Problem set:
a) List every temperature that the passage on redwoods and climate change gives in degrees Fahrenheit.
b) From the passage on redwoods and climate change, reproduce word for word the part starting with "So, redwoods can" and going on through "the coming decades?".

Paleoclimate records show that the planet has tended to ease into cooler glacial periods over tens of thousands of years, but the switch from glacial to interglacial conditions has typically been much more abrupt. Evidence from ice cores in Greenland suggests the planet warmed by 10°C in just 10 years at the end of the last Ice Age. (By contrast, the average annual temperature has risen by about 1°C since the start of the Industrial Revolution.) Through a chain of proxies linking redwood pollen to fog to the California Current and Ice Age oscillations, researchers studying the seafloor have sketched a map, through space and time, of how cycles of gradual glaciation and rapid warming have affected a broad swath of the West Coast, and how redwood forests have weathered these changes and survived to the present.
So, redwoods can tolerate some amount of rapid climate change. But the amount of carbon dioxide in the atmosphere has lately shot past levels unseen in over 3 million years. The atmosphere contains enough greenhouse gases that even if humans stopped emitting carbon dioxide tomorrow, the planet likely wouldn’t cycle back into the next glaciation for another 100,000 years. (Absent humans’ carbon emissions, climate scientists reckon the planet would cycle back into a colder glacial period in half that time.) But a more urgent matter for redwoods—and all the rest of life on Earth—is that we could be on track for another 5.4°C (9.7°F) of warming by 2100. What’s the outlook for the species, and for forests in the Santa Cruz mountains, in the coming decades?
In the near term, a lot may come down to how warming at a global scale affects the microclimates along the California coast, particularly the fog patterns that help moisture-loving redwoods maintain their tenuous hydrological balance through the long, rainless summer months. And the future of fog on the West Coast is a subject of lively debate and close study among climatologists and ecologists. “The effect of climate change on fog is basically a big question mark,” says McLendon with the Sempervirens Fund. An article in the Proceedings of the National Academy of Sciences noted that fog has seemed to decrease by 33% since the early 20th century. On the other hand, some researchers have hypothesized that hotter temperatures inland might supercharge the coastal winds that power the upwelling system, which could keep the redwoods cooler and foggier even as temperatures soar inland. “Whether fog stays the same, increases, or decreases will have big impacts on the survivorship of redwoods,” McLendon says.
Part of what makes this question hard to answer is that the climate models issued by authorities like the Intergovernmental Panel on Climate Change are too coarse to capture the abrupt changes in temperature and moisture from coast to inland that define the redwood range. On a summer day it might be 55°F and foggy on the coast, 75°F with patchy clouds 25 miles east in San Jose, and 95°F and sunny in Livermore, 20 miles east of that. But in global climate models, “one pixel—one data point—is like 50 kilometers wide,” says Miguel Fernandez, a researcher with the German Centre for Integrative Biodiversity Research. That’s roughly the same width as the entire range of the redwoods from west to east, meaning the best global models we have basically blink and miss the whole redwood ecosystem.

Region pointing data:
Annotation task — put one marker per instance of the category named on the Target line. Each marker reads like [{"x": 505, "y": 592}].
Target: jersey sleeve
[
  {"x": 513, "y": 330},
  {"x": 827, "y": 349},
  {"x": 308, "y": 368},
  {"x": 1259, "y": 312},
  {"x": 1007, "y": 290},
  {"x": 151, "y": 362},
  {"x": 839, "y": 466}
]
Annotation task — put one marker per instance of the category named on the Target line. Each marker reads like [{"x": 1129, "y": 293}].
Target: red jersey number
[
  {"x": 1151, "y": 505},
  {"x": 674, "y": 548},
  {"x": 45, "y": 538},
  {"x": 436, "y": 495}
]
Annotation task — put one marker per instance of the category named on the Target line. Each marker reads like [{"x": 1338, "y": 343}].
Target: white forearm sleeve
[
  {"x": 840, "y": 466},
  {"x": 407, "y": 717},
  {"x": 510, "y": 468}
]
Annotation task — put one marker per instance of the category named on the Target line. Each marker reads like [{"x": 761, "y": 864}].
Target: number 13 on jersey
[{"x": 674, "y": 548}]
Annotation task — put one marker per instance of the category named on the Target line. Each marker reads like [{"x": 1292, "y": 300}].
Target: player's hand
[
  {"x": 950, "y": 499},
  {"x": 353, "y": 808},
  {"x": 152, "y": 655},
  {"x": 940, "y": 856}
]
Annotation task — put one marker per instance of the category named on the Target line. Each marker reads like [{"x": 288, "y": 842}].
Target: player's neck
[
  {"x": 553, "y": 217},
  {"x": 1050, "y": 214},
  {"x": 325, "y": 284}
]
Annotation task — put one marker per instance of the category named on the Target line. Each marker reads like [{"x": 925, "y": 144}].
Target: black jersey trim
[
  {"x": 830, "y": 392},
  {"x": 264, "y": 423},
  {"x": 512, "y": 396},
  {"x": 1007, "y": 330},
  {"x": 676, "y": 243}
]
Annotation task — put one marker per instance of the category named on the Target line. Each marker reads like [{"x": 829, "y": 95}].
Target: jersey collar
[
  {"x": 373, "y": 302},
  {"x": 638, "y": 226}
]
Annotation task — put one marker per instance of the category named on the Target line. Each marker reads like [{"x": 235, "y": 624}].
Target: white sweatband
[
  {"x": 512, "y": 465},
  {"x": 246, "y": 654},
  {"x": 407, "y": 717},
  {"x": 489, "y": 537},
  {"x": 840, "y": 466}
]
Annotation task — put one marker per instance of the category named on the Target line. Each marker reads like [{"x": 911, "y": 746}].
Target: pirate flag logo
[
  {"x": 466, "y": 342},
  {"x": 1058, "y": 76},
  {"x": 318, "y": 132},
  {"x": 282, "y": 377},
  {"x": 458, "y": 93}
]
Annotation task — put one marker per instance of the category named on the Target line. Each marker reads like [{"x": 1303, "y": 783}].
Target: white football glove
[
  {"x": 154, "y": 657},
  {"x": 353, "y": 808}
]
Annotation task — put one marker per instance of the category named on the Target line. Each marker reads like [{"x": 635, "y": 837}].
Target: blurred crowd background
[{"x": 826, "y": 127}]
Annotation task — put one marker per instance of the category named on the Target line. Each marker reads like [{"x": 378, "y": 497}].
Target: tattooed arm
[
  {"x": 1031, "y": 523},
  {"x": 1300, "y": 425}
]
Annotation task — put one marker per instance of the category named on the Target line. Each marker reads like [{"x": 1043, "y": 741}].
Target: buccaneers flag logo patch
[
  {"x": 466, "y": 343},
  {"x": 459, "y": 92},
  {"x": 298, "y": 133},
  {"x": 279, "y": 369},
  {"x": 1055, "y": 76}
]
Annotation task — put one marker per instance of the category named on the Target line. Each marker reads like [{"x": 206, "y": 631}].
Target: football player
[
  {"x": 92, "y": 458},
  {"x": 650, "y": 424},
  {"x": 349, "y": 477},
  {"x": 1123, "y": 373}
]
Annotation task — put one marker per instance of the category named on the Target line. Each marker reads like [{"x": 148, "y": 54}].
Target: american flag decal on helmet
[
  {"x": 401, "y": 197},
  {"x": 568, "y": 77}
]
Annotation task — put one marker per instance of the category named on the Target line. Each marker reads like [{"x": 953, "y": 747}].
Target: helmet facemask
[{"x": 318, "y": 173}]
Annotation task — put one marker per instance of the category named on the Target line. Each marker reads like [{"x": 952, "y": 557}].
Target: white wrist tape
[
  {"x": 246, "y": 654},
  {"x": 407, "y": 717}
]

Written answers:
a) 9.7°F, 55°F, 75°F, 95°F

b)
So, redwoods can tolerate some amount of rapid climate change. But the amount of carbon dioxide in the atmosphere has lately shot past levels unseen in over 3 million years. The atmosphere contains enough greenhouse gases that even if humans stopped emitting carbon dioxide tomorrow, the planet likely wouldn’t cycle back into the next glaciation for another 100,000 years. (Absent humans’ carbon emissions, climate scientists reckon the planet would cycle back into a colder glacial period in half that time.) But a more urgent matter for redwoods—and all the rest of life on Earth—is that we could be on track for another 5.4°C (9.7°F) of warming by 2100. What’s the outlook for the species, and for forests in the Santa Cruz mountains, in the coming decades?